_Problem to work on:_
Rewrite everything in the items from the very start down through the line containing "[240,40,261,66]", changing "query" to "prompt" and leaving all else as it is.

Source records
★ ★ ★ ★
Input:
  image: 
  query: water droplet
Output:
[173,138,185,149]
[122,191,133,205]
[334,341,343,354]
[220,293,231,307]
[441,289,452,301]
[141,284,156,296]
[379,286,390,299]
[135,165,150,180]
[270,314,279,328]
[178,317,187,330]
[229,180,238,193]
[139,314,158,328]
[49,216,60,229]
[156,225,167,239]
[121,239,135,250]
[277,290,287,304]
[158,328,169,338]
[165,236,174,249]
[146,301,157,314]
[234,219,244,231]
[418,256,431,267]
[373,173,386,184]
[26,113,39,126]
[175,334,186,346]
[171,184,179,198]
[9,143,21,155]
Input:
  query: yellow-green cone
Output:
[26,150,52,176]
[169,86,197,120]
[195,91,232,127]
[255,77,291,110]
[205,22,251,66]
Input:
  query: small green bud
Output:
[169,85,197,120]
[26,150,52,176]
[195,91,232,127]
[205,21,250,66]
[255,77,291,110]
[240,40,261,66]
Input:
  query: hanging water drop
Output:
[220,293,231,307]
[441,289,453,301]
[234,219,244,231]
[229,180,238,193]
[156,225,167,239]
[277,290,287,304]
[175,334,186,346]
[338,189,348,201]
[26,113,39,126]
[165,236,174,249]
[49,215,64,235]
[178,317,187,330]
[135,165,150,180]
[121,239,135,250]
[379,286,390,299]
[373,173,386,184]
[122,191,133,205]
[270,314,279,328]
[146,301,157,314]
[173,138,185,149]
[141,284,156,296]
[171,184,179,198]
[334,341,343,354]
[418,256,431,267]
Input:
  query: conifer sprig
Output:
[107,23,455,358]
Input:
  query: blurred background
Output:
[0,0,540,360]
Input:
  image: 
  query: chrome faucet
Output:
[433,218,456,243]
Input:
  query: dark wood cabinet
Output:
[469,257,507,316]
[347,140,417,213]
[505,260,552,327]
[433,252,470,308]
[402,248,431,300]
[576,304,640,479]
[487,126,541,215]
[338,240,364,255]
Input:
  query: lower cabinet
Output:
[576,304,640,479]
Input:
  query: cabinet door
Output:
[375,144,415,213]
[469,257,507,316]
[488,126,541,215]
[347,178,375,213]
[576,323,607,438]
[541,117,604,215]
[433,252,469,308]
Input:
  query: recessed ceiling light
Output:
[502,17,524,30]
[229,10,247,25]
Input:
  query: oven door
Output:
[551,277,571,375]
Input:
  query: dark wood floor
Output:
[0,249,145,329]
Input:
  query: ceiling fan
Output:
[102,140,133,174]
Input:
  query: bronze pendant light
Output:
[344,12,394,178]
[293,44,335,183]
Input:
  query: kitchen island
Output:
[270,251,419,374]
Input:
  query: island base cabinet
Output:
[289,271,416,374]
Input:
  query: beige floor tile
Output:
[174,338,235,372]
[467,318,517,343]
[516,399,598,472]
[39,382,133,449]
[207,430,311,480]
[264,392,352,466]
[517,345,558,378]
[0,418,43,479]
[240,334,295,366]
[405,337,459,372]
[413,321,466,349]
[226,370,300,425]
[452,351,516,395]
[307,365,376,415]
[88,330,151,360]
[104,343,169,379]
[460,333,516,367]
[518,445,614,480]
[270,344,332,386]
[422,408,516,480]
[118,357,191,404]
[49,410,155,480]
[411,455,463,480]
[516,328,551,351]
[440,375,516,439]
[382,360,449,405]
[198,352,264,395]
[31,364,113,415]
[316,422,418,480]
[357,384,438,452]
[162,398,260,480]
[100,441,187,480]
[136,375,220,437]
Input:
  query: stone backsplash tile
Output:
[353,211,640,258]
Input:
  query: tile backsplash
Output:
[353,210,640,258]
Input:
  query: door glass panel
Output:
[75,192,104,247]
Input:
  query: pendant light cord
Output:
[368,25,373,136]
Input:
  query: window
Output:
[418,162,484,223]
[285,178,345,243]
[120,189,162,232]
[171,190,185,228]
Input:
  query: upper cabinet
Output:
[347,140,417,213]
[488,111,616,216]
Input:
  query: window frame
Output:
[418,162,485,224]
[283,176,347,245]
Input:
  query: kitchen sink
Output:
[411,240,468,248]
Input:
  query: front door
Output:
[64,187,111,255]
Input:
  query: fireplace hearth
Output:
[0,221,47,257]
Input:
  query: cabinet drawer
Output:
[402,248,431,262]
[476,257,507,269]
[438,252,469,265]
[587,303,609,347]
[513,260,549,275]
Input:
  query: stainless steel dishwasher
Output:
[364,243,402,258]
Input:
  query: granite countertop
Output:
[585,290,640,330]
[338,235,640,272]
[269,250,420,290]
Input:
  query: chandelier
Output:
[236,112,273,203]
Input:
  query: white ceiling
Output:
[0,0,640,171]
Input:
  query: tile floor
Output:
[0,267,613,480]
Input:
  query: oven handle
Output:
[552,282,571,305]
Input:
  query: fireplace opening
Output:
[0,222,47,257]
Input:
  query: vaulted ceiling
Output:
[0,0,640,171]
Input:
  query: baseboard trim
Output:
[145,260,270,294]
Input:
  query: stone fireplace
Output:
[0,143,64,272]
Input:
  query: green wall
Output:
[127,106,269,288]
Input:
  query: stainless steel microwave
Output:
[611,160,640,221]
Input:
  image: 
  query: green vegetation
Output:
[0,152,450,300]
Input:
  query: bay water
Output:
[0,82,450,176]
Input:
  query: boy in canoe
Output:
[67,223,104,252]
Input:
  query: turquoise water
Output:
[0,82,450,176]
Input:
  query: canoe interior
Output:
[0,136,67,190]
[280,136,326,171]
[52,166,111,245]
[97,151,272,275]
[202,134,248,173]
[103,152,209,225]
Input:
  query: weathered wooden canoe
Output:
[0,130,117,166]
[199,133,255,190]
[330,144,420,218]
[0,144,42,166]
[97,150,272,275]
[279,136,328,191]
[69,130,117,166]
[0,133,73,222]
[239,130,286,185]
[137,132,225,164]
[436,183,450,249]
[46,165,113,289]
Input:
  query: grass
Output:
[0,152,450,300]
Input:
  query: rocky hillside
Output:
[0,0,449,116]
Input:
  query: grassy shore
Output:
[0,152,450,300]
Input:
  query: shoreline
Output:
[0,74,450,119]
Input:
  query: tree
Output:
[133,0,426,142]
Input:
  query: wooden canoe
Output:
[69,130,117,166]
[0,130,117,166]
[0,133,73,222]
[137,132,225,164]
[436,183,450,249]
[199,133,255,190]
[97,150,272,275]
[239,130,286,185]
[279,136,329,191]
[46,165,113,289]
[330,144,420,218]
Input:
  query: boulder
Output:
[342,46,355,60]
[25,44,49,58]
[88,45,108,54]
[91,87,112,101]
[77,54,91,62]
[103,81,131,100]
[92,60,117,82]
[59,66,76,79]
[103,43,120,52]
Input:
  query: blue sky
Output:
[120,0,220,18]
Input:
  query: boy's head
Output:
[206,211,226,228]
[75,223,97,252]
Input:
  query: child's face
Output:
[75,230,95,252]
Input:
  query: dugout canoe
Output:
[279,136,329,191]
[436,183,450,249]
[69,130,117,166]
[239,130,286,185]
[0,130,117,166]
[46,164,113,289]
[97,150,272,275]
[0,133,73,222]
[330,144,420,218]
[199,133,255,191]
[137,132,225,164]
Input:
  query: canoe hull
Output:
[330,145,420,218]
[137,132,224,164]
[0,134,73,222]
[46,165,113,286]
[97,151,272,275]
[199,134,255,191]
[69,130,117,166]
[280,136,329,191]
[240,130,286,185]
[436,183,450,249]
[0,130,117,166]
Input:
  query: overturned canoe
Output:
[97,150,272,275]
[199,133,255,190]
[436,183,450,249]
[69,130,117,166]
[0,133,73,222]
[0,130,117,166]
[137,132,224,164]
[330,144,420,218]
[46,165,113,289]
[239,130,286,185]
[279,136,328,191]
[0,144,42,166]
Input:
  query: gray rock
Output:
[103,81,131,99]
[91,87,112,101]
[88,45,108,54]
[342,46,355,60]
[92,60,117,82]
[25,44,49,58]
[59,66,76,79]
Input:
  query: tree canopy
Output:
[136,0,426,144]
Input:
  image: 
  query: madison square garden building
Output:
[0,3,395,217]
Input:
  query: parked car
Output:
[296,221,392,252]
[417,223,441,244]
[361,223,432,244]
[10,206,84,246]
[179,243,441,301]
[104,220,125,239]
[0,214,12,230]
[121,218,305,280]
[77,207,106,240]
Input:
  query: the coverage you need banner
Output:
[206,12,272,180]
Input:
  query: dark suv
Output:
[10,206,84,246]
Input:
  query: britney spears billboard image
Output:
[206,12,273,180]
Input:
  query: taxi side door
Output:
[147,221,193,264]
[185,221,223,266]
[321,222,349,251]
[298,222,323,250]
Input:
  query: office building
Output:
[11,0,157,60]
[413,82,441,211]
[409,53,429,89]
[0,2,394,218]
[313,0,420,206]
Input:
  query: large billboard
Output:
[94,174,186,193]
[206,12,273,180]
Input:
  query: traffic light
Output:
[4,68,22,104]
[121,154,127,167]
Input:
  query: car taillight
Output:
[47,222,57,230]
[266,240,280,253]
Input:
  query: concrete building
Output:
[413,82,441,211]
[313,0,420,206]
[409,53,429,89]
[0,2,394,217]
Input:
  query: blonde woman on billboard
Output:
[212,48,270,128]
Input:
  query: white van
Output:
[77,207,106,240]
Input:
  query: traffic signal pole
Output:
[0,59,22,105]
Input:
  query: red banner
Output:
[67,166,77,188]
★ ★ ★ ★
_Output below:_
Input:
  image: 
  prompt: water droplet
Output:
[173,138,185,149]
[122,191,133,205]
[334,341,343,354]
[220,293,231,307]
[441,289,452,301]
[141,284,156,296]
[379,286,390,299]
[135,165,150,180]
[270,314,279,328]
[178,317,187,330]
[229,180,238,193]
[139,314,158,328]
[49,216,60,229]
[156,225,167,239]
[121,239,135,250]
[277,290,287,304]
[158,328,169,338]
[165,236,174,249]
[146,301,157,314]
[234,219,244,231]
[418,256,431,267]
[373,173,386,184]
[26,113,39,126]
[175,334,186,346]
[171,184,179,198]
[9,143,21,155]
Input:
  prompt: yellow-green cone
Output:
[26,150,52,176]
[169,86,197,120]
[195,91,232,127]
[255,77,291,110]
[205,22,251,66]
Input:
  prompt: small green bud
Output:
[169,85,197,120]
[26,150,52,176]
[195,91,232,127]
[205,21,250,66]
[255,77,291,110]
[240,40,261,66]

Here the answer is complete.